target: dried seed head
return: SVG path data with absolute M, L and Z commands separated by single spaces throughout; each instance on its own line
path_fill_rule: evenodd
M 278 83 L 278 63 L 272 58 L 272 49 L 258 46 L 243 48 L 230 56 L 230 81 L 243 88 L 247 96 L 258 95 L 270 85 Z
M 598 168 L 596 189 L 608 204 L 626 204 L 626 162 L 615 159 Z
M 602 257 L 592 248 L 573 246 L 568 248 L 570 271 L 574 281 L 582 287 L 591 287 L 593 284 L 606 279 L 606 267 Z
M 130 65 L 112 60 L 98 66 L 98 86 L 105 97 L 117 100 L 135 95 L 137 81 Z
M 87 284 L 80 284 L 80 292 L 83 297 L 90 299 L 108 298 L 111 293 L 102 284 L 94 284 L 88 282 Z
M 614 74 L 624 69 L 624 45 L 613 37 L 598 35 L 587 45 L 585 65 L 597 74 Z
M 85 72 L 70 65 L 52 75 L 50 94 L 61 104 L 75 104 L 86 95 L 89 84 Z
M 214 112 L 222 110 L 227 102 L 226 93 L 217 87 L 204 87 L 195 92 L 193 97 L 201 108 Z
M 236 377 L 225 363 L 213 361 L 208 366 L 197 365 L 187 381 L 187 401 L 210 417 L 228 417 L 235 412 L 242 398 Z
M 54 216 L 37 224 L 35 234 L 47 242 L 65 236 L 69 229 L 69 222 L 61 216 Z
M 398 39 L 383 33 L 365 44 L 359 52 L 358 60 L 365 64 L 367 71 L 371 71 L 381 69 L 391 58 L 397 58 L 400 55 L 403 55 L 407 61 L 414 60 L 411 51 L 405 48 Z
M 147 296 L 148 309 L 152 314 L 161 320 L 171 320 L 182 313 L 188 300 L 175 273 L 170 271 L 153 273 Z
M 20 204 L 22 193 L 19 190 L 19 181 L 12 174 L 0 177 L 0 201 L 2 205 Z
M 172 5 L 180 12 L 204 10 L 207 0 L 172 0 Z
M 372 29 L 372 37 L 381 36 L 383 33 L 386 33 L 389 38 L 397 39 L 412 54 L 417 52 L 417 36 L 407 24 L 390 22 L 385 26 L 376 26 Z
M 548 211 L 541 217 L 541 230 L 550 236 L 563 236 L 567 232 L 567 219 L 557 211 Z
——
◆ **YOUR GOAL**
Take the listing above from its first line through the line containing "return: SVG path", and transcribe that stretch exactly, with no other lines.

◆ **TASK ANSWER**
target: dried seed head
return: SVG path data with absolute M, L and Z commands separated by single spaces throughout; each instance on its own line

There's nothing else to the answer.